## [Material for this task]
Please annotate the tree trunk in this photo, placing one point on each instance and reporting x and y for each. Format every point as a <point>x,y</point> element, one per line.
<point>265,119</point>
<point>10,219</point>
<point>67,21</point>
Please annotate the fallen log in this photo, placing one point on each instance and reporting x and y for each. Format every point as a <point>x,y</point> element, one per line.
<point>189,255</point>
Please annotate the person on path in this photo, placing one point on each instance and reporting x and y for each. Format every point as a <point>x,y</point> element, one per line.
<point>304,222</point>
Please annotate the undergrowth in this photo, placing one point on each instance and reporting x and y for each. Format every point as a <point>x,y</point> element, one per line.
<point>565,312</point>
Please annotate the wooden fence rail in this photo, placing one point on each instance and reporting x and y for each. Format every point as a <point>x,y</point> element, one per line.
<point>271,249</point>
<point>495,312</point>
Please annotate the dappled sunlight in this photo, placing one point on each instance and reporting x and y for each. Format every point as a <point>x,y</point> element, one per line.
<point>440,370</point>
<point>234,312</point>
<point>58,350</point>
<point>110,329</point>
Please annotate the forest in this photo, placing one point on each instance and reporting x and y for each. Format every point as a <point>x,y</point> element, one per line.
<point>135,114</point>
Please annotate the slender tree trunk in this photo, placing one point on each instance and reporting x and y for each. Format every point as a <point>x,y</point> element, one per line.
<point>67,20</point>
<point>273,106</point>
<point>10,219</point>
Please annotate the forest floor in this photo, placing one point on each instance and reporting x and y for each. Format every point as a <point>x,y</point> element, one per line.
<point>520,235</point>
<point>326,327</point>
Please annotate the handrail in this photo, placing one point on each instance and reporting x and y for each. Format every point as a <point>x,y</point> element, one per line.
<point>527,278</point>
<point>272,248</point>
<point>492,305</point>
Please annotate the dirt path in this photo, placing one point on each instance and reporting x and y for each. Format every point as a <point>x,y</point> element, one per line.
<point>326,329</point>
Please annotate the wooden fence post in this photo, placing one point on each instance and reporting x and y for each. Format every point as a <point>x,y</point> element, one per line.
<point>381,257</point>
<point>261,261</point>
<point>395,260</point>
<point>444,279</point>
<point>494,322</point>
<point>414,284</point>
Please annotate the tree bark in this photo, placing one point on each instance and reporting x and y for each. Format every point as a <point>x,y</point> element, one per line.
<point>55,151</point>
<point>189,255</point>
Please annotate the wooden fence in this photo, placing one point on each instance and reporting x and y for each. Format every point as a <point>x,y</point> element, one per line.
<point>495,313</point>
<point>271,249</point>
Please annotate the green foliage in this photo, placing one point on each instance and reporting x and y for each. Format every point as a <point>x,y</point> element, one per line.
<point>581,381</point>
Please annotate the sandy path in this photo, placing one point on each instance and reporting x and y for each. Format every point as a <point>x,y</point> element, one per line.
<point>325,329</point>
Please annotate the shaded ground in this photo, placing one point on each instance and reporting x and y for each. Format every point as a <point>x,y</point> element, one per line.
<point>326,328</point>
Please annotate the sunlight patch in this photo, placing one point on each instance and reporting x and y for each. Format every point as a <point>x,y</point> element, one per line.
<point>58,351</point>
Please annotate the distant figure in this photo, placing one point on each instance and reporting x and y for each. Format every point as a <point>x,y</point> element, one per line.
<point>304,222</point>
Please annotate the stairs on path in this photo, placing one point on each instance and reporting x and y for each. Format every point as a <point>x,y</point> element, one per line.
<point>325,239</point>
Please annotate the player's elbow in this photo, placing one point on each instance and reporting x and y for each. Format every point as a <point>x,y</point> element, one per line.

## [The request]
Could you transcribe all of the records above word for word, without changing or leaving out anything?

## [Right answer]
Please annotate the tree trunk in this photo, placing one point on each instance and reporting x and y for each. Format every point as a <point>x,y</point> element, one per line.
<point>265,119</point>
<point>10,219</point>
<point>67,21</point>
Please annotate the fallen log in this photo, placing one point on each instance and reporting x and y for each. Format every point as a <point>x,y</point> element, one per line.
<point>189,255</point>
Please annotate the person on path in this photo, placing one point on each instance and reporting x and y for each. Format every point as a <point>x,y</point> element, one per line.
<point>304,222</point>
Please annotate the undergrowth in this photo, placing one point on each instance and reporting x and y for each. Format every point as a <point>x,y</point> element, one per line.
<point>565,312</point>
Please annotate the wooden fence rail in this photo, placing one point on each instance and reporting x and y for each. Format every point as a <point>x,y</point> element, one per line.
<point>271,249</point>
<point>495,312</point>
Please annotate the dappled sunlight in this photo, placing one point on each instance and reporting x and y for each. Format every point as a <point>x,y</point> element, one per line.
<point>440,370</point>
<point>234,312</point>
<point>58,350</point>
<point>110,329</point>
Please annotate the forest in this photo, placing one point on each instance and reporting x and y for each. Format every point as a <point>x,y</point> element, one per line.
<point>135,114</point>
Please annotate the slender tree trunk in this photo, placing one point on each instance and reporting x and y for each. Format every point as a <point>x,y</point> element, one per line.
<point>67,20</point>
<point>273,106</point>
<point>10,219</point>
Please annotate the forest floor in this photo, placing one point on each instance and reporting x and y for each. Format every point as a <point>x,y</point> element, one per line.
<point>520,235</point>
<point>326,327</point>
Please annotate the handrail in this photo, placing one point on each instance and reporting x and y for each. Format every point as a <point>x,y</point> element, one per line.
<point>527,278</point>
<point>272,248</point>
<point>492,305</point>
Please annotate the dirt path in this photo, placing one point on each instance and reporting x and y for each. Format every point as a <point>x,y</point> element, one per line.
<point>326,329</point>
Please annotate the wooden fence post in this photo, placing one point on each instance and reporting x and y for each. Format every point as a <point>x,y</point> element, one per line.
<point>381,257</point>
<point>261,261</point>
<point>395,260</point>
<point>444,279</point>
<point>494,322</point>
<point>414,284</point>
Please annotate the tree bark in this photo, placing one point on each instance and reporting x and y for each. Format every point as a <point>x,y</point> element, one per line.
<point>55,151</point>
<point>189,255</point>
Please annotate the wooden fence in this photo, placing one point on each instance and reporting x and y for each. Format every point as a <point>x,y</point> element, one per line.
<point>495,313</point>
<point>271,249</point>
Please annotate the green foliage in this photo, placing one point on each instance and reporting x and y for each. Format every point as a <point>x,y</point> element, one per line.
<point>581,381</point>
Please annotate the sandy path in this photo, placing one point on each instance and reporting x and y for each. Format every point as a <point>x,y</point> element, one per line.
<point>325,329</point>
Please annotate the shaded ground in this photo, placing one point on each instance and reporting x and y for each. Format every point as a <point>x,y</point> element, one per line.
<point>326,328</point>
Please annotate the sunlight patch in this photo, placing one point on each instance and reporting x and y for each. Format every point as a <point>x,y</point> element, one per line.
<point>58,351</point>
Please annotate the distant figure in this photo, placing one point on each instance and reporting x and y for each. Format every point as a <point>x,y</point> element, one per line.
<point>304,222</point>
Please annotate the stairs on path in this photo, placing one point on each instance and reporting x and y for each. Format every point as a <point>x,y</point> element, one per line.
<point>325,239</point>
Please annotate the player's elbow in this photo, placing one point on each instance and reporting x and y for each. Format every point as a <point>x,y</point> element, one per line.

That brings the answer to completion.